I usually struggle to get representative photos of the cramped conditions on subs, so here’s a standard torpedo tube shot.
Our guide was excellent, having been a submariner for many, many years & actually having served on the Alliance. It’s so much more interesting with stories of what being on the watch was like, the thrill of chasing & evading the Russians in the Artic, & as it’s about the thirtieth anniversary of the Falklands War – a first hand account of being on the sub that sunk the Argentine cruiser Belgrano.
HMS Alliance – looking quite shabby outside, showing why it’s down for major work starting soon
Other submarines of interest at the museum include Holland I, the Royal Navy’s first submarine – built in 1901. It had a crew of just eight (it was quite small & used for coastal defence and basically to see what this submarining thing was all about), with a petrol engine and 25 tons of batteries for use under water. Having spent a little too long underwater (almost seventy years) after sinking while being towed to be scraped, she was raised again in 1982 and has been on display around various restoration works since. In the main inside display area is the midget sub HMS X24 that was used in WWII to sneak in to heavily guarded harbours & deposit its two large bombs under targets (docks, ships & so on).
Holland I tail-fins & propellor
I rushed around the last of the very informative displays so that I could catch the next water-taxi across the harbour to Portsmouth for a spot of lunch (Italian market – yum) & some much needed clothes shopping (something that is always needed as I put it off so often) for an hour. It was great tootling across the harbour dodging small yachts, superyachts, ferries & large power boats under the sun.
An hour was enough to scoff a couple of calzonnes, buy some clothes, gaze around at the sights – so it was back on the Jenny R for the double-leg back to Explosion! – via the main visitor attraction in town HMS Victory & HMS Warrior.

SUPPLIED MATERIAL =>

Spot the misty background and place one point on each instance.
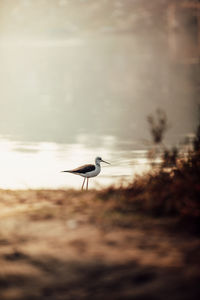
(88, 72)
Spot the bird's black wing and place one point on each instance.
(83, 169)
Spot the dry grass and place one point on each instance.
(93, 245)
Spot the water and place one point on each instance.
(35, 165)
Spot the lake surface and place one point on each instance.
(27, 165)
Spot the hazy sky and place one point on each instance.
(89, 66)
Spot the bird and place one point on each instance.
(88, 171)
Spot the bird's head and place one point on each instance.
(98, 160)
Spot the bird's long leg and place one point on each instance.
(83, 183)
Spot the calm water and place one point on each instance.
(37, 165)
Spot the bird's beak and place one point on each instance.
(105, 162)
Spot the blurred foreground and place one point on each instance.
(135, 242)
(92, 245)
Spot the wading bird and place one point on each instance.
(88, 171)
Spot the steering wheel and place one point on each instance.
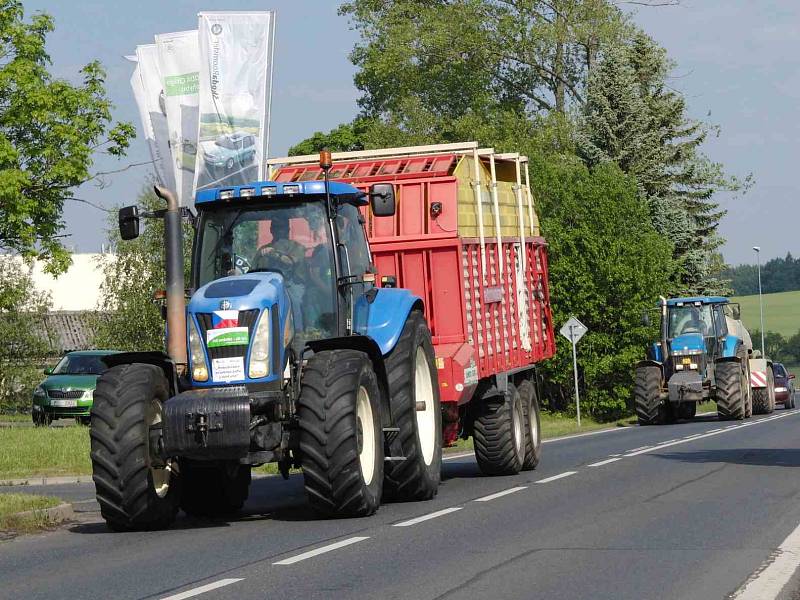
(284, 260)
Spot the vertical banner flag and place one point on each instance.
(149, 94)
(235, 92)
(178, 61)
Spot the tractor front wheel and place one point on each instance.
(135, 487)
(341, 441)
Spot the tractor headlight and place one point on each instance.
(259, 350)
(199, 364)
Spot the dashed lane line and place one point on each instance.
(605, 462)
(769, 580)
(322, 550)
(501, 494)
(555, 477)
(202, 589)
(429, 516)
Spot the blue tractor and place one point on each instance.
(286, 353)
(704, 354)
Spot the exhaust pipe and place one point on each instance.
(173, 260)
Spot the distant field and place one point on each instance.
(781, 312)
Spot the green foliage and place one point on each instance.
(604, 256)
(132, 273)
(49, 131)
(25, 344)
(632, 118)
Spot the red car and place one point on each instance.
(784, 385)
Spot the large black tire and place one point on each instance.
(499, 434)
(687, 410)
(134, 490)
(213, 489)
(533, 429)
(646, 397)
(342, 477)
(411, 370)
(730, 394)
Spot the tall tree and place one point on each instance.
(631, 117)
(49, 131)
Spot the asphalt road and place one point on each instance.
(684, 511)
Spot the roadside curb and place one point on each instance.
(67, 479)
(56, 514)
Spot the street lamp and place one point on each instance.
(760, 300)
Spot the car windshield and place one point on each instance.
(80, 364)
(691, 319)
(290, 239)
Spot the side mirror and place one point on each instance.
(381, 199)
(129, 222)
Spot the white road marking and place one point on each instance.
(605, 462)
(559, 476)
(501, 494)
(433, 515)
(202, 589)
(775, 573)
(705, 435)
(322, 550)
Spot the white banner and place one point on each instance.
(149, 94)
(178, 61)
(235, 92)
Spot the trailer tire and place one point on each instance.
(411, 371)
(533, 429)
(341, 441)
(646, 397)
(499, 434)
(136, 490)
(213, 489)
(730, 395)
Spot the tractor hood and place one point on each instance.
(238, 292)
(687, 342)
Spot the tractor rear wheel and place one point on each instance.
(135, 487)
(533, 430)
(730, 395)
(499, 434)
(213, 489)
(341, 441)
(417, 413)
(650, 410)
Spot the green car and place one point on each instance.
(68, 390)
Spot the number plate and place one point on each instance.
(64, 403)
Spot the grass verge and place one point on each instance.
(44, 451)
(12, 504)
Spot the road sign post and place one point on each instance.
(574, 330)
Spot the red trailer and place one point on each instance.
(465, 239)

---

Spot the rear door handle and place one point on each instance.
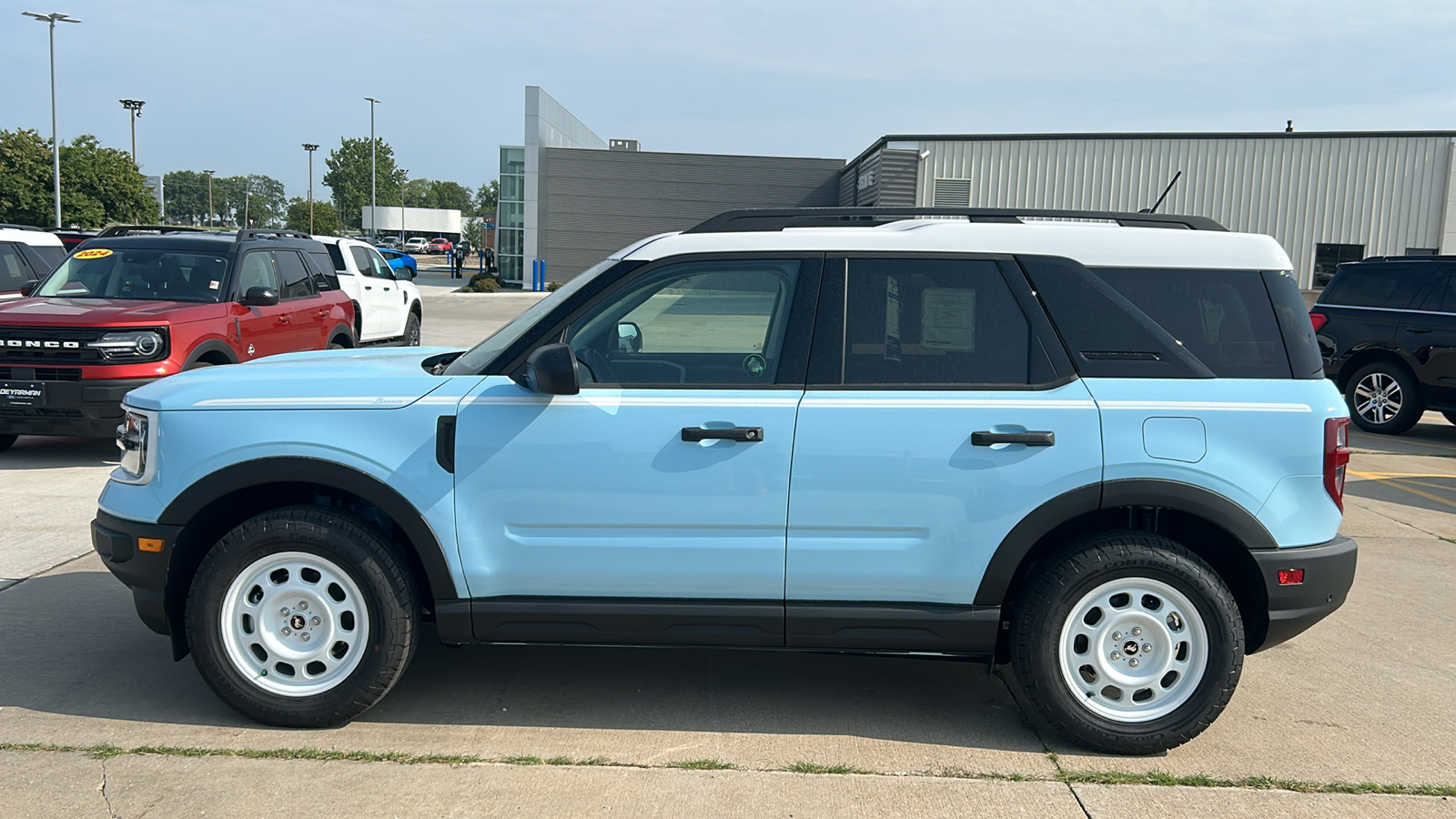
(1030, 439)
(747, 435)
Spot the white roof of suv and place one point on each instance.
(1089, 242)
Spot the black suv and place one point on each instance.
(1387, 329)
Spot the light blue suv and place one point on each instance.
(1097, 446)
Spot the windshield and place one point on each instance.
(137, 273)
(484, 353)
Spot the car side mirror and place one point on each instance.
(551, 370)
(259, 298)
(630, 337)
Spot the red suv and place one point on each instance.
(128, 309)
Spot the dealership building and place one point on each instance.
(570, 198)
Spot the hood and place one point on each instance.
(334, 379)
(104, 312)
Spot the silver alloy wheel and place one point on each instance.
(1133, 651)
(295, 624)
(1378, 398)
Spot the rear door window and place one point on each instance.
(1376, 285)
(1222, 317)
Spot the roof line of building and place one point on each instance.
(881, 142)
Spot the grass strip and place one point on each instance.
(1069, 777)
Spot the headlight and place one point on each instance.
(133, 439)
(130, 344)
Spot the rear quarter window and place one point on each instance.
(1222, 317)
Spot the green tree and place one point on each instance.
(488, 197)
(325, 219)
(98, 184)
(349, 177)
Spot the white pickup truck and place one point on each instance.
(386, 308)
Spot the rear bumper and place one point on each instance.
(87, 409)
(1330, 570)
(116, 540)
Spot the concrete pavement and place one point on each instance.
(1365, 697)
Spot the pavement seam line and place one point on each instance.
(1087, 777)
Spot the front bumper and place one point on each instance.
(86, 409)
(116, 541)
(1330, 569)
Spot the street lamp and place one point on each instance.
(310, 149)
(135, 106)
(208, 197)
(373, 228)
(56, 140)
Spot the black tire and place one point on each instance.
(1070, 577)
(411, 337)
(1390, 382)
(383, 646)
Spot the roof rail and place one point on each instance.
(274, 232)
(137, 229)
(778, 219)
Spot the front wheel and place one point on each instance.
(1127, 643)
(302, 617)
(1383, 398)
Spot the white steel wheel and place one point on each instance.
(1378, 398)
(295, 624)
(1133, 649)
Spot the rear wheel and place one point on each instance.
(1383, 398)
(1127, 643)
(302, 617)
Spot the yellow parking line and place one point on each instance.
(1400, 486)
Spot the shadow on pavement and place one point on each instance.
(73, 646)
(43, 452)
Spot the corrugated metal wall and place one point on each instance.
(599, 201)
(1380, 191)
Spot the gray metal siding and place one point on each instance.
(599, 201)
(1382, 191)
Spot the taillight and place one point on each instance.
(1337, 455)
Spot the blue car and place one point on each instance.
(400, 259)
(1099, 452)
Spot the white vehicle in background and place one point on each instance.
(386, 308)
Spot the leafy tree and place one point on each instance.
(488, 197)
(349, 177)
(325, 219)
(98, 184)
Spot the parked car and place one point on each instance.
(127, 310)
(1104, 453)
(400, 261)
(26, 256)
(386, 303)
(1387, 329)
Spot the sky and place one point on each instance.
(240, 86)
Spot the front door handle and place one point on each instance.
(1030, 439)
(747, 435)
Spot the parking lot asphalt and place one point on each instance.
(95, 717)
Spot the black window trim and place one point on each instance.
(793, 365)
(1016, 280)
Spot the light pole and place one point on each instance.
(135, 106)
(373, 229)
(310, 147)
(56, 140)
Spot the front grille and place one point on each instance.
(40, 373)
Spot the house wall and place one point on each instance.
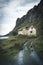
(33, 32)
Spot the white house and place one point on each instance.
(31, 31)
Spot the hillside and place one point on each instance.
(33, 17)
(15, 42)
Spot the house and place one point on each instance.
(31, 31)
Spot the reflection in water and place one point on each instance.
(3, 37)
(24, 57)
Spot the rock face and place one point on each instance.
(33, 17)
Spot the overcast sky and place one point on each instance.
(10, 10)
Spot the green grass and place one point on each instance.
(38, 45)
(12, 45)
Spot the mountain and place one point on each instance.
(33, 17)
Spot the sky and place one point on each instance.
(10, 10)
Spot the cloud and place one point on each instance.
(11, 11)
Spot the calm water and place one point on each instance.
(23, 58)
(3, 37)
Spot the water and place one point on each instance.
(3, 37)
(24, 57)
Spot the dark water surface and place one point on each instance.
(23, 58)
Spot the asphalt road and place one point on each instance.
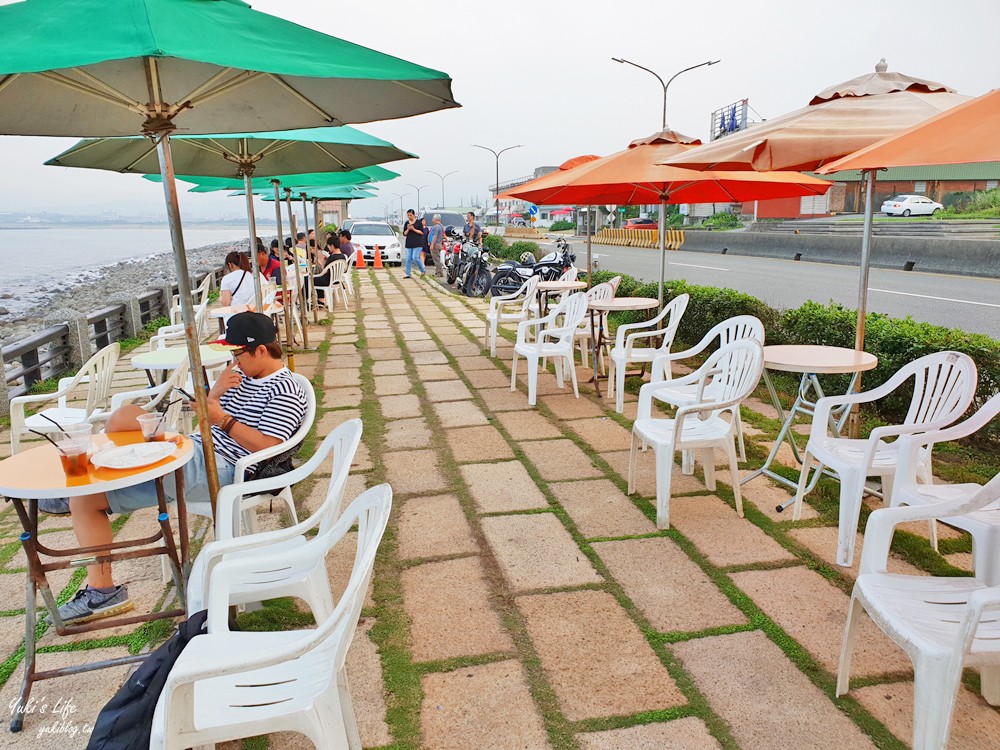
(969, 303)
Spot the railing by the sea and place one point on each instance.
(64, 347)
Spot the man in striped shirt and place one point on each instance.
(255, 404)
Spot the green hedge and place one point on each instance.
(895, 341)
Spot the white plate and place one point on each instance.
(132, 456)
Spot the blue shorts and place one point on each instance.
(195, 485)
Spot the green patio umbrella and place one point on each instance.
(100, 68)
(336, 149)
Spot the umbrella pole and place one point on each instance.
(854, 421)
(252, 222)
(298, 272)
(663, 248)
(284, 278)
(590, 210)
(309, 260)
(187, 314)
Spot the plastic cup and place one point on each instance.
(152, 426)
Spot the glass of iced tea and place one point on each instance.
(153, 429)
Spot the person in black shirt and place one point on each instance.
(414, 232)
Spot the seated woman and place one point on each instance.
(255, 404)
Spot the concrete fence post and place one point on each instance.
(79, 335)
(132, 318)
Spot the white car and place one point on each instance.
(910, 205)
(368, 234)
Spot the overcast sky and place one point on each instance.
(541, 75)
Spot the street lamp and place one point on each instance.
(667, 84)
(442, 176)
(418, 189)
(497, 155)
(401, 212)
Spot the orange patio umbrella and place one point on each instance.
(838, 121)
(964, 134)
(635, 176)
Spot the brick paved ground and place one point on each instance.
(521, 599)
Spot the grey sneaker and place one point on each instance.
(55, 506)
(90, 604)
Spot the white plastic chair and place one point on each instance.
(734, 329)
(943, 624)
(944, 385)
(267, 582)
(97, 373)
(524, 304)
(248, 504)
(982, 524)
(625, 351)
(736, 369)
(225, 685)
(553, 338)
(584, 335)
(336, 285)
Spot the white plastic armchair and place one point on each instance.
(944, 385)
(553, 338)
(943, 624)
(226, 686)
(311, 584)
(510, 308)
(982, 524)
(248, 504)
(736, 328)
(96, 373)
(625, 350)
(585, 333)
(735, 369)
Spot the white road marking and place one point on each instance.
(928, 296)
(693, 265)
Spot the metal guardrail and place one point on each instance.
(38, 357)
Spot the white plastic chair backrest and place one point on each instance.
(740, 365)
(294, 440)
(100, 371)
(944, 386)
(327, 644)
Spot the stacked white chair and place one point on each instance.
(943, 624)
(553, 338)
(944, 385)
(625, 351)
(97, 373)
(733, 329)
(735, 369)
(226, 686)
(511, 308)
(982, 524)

PROBLEMS TO SOLVE =>
A – From the submarine museum text, copy the passage from "Holland I tail-fins" up to and including "under the sun.".
B – Continue the account of the submarine museum visit from the point where it stops.

RESPONSES =>
A –
Holland I tail-fins & propellor
I rushed around the last of the very informative displays so that I could catch the next water-taxi across the harbour to Portsmouth for a spot of lunch (Italian market – yum) & some much needed clothes shopping (something that is always needed as I put it off so often) for an hour. It was great tootling across the harbour dodging small yachts, superyachts, ferries & large power boats under the sun.

B –
Back at Explosion! there was time to learn/be reminded about fighting sailships & various explosives before a very good multimedia presentation in the Grand Magazine. The Grand Magazine, with its eight foot thick brick walls, took three years to build and then another three years for the mortar to dry out (gunpowder doesn’t like moisture so much). I was pleased to learn I was standing in the very room where explosives for Nelson’s fleet at Trafalgar were stored prior to the battle. There was a great mix of military history, social history, physics & chemistry to keep me well interested. The stories of all the precautions that had to be taken over the 150+ years of work here were fascinating. As with many industries in both world wars, many women took over the jobs of the men that had gone to the front. Hearing how the women had to work with cordite (which had replaced gunpowder by that stage) was especially neat as it was in a munitions factory that my great-grandmother (Mum’s mum’s mum) worked and was awarded an OBE for preventing some sort of explosive disaster.
The rest of the museum is given over to various large mines, torpedos, shells, missiles & such forth. All very interesting & technical – but didn’t hold my attention as much as the tales of the people that had to work in such a large & dangerous facility. All in all, a great day out with two fantastic museums & a time lounging in the sun on the back of a little boat pootling around the harbour – not bad for fifteen quid.
I had a bit of time to spare at the end so wandered in to Gosport – fifteen minutes past large old barracks that are now nice looking housing & newer apartment blocks. Gosport’s High Street isn’t so much to wander around, especially as I’d been over the harbour wandering around Gunwharf Quays a few hours previous.